* DETTAGLI DELL'ESERCIZIO *
Trascriva parola per parola tutte le righe che seguono, omettendo le immagini.

* DATI DA UTILIZZARE *
------------------------

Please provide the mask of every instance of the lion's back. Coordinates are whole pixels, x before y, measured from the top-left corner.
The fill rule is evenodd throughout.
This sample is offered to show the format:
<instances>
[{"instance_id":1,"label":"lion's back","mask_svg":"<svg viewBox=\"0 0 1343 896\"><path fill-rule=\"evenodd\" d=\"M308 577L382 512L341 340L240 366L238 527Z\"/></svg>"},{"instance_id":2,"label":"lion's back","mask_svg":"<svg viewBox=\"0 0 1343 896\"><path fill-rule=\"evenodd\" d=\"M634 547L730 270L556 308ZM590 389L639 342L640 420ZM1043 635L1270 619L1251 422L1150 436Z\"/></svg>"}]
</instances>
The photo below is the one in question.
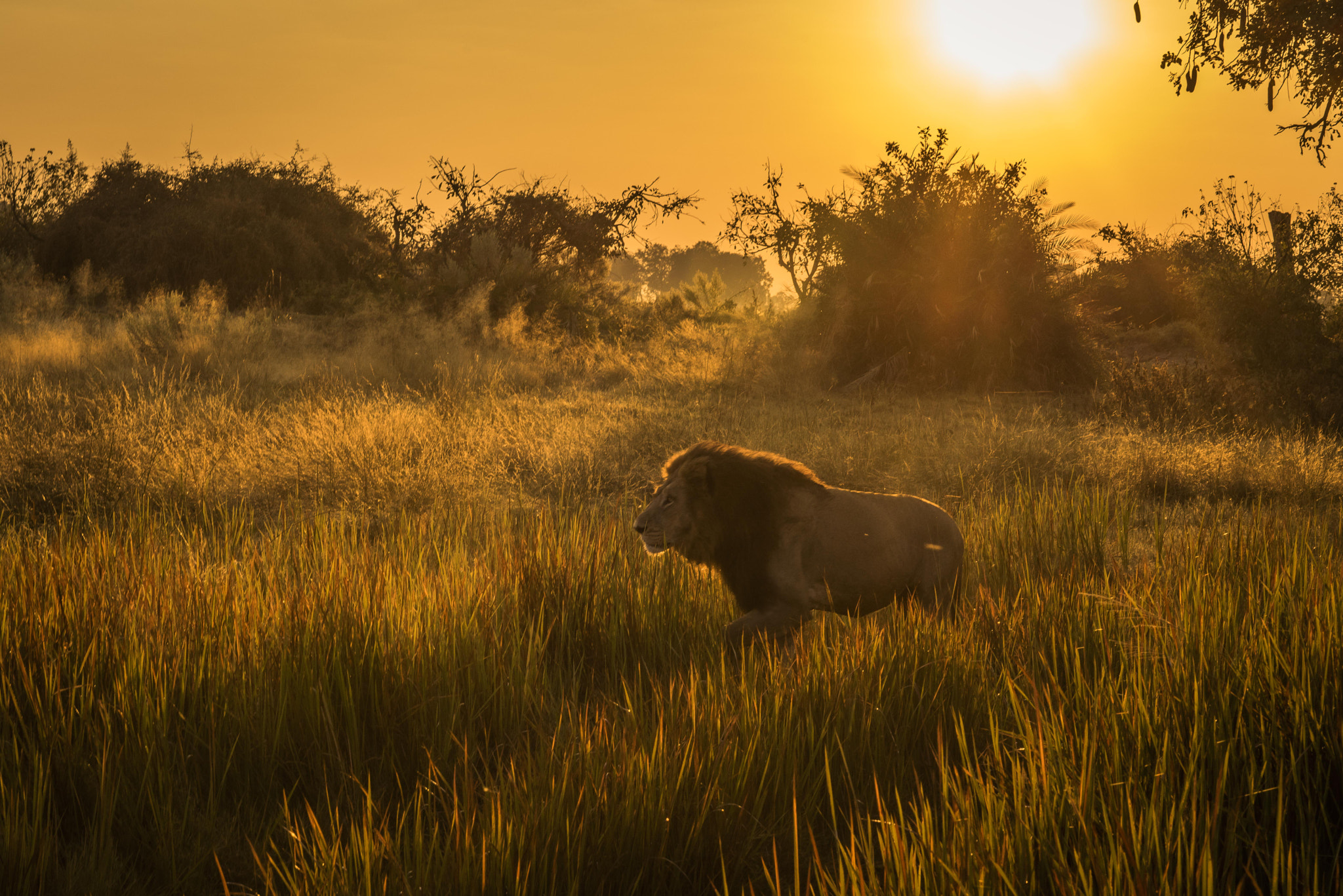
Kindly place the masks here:
<instances>
[{"instance_id":1,"label":"lion's back","mask_svg":"<svg viewBox=\"0 0 1343 896\"><path fill-rule=\"evenodd\" d=\"M854 603L860 611L925 580L948 587L964 552L955 520L912 494L831 488L818 508L813 539L813 574L825 579L837 609Z\"/></svg>"}]
</instances>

------------------------

* RISPOSTA *
Please provide the mask of every instance of the lion's back. Coordinates are whole pixels, x before y, measured from the top-left corner.
The fill rule is evenodd throughout.
This sample is offered to show the format:
<instances>
[{"instance_id":1,"label":"lion's back","mask_svg":"<svg viewBox=\"0 0 1343 896\"><path fill-rule=\"evenodd\" d=\"M308 577L382 512L341 340L240 366L238 527Z\"/></svg>"},{"instance_id":2,"label":"lion's back","mask_svg":"<svg viewBox=\"0 0 1343 896\"><path fill-rule=\"evenodd\" d=\"M634 547L730 270L556 308ZM590 389L639 342L640 420ZM1043 635L1270 619L1251 422L1150 436Z\"/></svg>"}]
</instances>
The photo below is the one in question.
Kindly place the masks here:
<instances>
[{"instance_id":1,"label":"lion's back","mask_svg":"<svg viewBox=\"0 0 1343 896\"><path fill-rule=\"evenodd\" d=\"M854 603L860 611L925 580L948 587L964 552L955 520L912 494L831 488L818 508L813 539L813 574L825 579L837 609Z\"/></svg>"}]
</instances>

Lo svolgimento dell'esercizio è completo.